START DATA FOR REVIEW

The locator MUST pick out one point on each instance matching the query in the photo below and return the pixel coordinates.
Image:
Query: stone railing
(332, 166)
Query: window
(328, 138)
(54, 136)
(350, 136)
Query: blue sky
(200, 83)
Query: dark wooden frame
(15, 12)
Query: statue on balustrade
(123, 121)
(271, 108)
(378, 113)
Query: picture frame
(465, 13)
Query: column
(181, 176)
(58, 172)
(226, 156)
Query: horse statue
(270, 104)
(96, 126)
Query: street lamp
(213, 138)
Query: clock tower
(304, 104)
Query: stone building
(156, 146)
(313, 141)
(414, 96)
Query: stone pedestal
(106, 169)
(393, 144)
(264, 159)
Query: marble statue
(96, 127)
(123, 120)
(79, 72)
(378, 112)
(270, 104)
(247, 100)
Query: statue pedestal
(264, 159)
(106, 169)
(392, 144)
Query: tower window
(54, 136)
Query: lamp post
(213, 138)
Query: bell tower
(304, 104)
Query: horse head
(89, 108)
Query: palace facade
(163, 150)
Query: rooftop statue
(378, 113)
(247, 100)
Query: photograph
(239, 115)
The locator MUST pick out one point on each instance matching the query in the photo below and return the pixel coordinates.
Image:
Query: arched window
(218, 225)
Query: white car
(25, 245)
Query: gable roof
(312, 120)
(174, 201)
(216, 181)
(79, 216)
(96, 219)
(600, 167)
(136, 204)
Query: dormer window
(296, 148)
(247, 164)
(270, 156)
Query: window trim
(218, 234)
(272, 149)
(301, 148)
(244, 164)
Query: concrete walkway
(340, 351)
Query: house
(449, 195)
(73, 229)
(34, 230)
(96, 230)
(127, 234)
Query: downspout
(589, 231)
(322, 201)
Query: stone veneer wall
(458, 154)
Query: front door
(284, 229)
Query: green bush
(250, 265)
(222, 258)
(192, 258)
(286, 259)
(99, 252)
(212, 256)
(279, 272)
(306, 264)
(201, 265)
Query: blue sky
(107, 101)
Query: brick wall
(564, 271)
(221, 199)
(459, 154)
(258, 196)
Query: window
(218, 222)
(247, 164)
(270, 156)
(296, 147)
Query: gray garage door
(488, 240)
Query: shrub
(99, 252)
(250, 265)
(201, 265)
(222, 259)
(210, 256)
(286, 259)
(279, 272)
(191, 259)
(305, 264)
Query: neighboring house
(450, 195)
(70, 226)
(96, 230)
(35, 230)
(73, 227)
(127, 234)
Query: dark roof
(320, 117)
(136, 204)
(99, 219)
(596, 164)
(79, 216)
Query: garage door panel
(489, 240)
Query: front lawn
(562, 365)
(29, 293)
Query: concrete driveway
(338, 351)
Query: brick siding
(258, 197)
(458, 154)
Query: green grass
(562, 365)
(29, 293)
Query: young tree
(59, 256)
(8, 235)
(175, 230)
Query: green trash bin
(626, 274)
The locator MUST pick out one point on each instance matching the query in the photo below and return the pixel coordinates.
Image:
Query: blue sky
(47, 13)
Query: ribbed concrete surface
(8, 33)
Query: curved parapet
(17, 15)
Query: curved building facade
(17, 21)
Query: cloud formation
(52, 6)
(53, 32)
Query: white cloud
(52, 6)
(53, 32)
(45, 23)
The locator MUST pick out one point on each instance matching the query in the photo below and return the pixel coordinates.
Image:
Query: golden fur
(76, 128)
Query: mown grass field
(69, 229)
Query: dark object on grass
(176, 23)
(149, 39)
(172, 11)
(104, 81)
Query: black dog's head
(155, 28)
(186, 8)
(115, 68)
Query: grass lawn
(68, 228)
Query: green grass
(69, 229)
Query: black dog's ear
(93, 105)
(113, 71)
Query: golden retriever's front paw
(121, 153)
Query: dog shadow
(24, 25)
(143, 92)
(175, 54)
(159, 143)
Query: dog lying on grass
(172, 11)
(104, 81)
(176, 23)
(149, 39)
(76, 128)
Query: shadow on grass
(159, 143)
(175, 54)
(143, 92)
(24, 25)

END DATA FOR REVIEW

■ **WHAT TO DO**: Your task is to repeat every entry exactly.

■ **TASK OUTPUT**:
The locator MUST pick out one point on each instance matching the query in the photo below and return the pixel coordinates.
Image:
Query: stone railing
(332, 166)
Query: window
(328, 138)
(54, 136)
(350, 136)
Query: blue sky
(200, 83)
Query: dark wooden frame
(15, 12)
Query: statue on balustrade
(123, 121)
(271, 108)
(378, 113)
Query: picture frame
(465, 13)
Query: column
(181, 176)
(58, 172)
(226, 156)
Query: horse statue
(270, 104)
(96, 126)
Query: street lamp
(213, 138)
Query: clock tower
(304, 104)
Query: stone building
(156, 146)
(313, 141)
(414, 96)
Query: stone pedestal
(106, 169)
(393, 144)
(264, 159)
Query: marble statue
(96, 127)
(123, 120)
(79, 72)
(378, 112)
(270, 104)
(247, 100)
Query: statue pedestal
(264, 159)
(106, 169)
(392, 144)
Query: tower window
(54, 136)
Query: lamp post
(213, 138)
Query: bell tower
(304, 104)
Query: horse head
(89, 108)
Query: palace facade
(163, 150)
Query: rooftop statue
(378, 113)
(247, 100)
Query: photograph
(239, 115)
The locator MUST pick out one point on each instance matching the query in the photo below and return the pixel coordinates.
Image:
Query: arched window
(218, 225)
Query: white car
(25, 245)
Query: gable roof
(312, 120)
(174, 201)
(216, 181)
(79, 216)
(96, 219)
(600, 167)
(136, 204)
Query: dormer window
(296, 148)
(247, 164)
(270, 156)
Query: window trim
(218, 234)
(272, 149)
(301, 148)
(244, 164)
Query: concrete walkway
(340, 351)
Query: house
(449, 195)
(73, 229)
(34, 230)
(96, 230)
(127, 234)
Query: downspout
(589, 231)
(322, 201)
Query: stone veneer wall
(458, 154)
Query: front door
(284, 229)
Query: green bush
(250, 265)
(222, 258)
(192, 258)
(286, 259)
(99, 252)
(212, 256)
(279, 272)
(306, 264)
(201, 265)
Query: blue sky
(107, 101)
Query: brick wall
(564, 271)
(221, 199)
(459, 154)
(258, 196)
Query: window
(218, 222)
(247, 164)
(270, 156)
(296, 147)
Query: gray garage door
(488, 240)
Query: shrub
(99, 252)
(250, 265)
(201, 265)
(222, 259)
(210, 256)
(286, 259)
(279, 272)
(191, 259)
(305, 264)
Query: neighboring house
(450, 195)
(70, 226)
(96, 230)
(35, 230)
(73, 227)
(127, 234)
Query: dark roof
(320, 117)
(136, 204)
(99, 219)
(596, 164)
(79, 216)
Query: garage door panel
(489, 240)
Query: front lawn
(562, 365)
(29, 293)
Query: concrete driveway
(338, 351)
Query: brick siding
(258, 197)
(458, 154)
Query: green grass
(562, 365)
(29, 293)
Query: young tree
(59, 256)
(8, 235)
(175, 230)
Query: green trash bin
(626, 274)
The locator MUST pick out one point on each instance matching the query in the photo below and return the pixel coordinates.
Image:
Query: blue sky
(47, 13)
Query: ribbed concrete surface
(8, 33)
Query: curved parapet
(17, 15)
Query: curved building facade
(17, 21)
Query: cloud formation
(52, 6)
(53, 32)
Query: white cloud
(52, 6)
(53, 32)
(45, 23)
The locator MUST pick out one point on each instance matching the query in the photo below and return the pixel coordinates.
Image:
Query: golden fur
(76, 128)
Query: mown grass field
(69, 229)
Query: dark object on grass
(176, 23)
(149, 39)
(172, 11)
(104, 81)
Query: black dog's head
(155, 28)
(186, 8)
(115, 68)
Query: grass lawn
(68, 228)
Query: green grass
(69, 229)
Query: black dog's ear
(93, 105)
(113, 71)
Query: golden retriever's front paw
(121, 153)
Query: dog shadow
(24, 25)
(143, 92)
(175, 54)
(159, 143)
Query: dog lying on grass
(172, 11)
(104, 81)
(176, 23)
(149, 39)
(76, 128)
Query: shadow on grass
(159, 143)
(175, 54)
(143, 92)
(24, 25)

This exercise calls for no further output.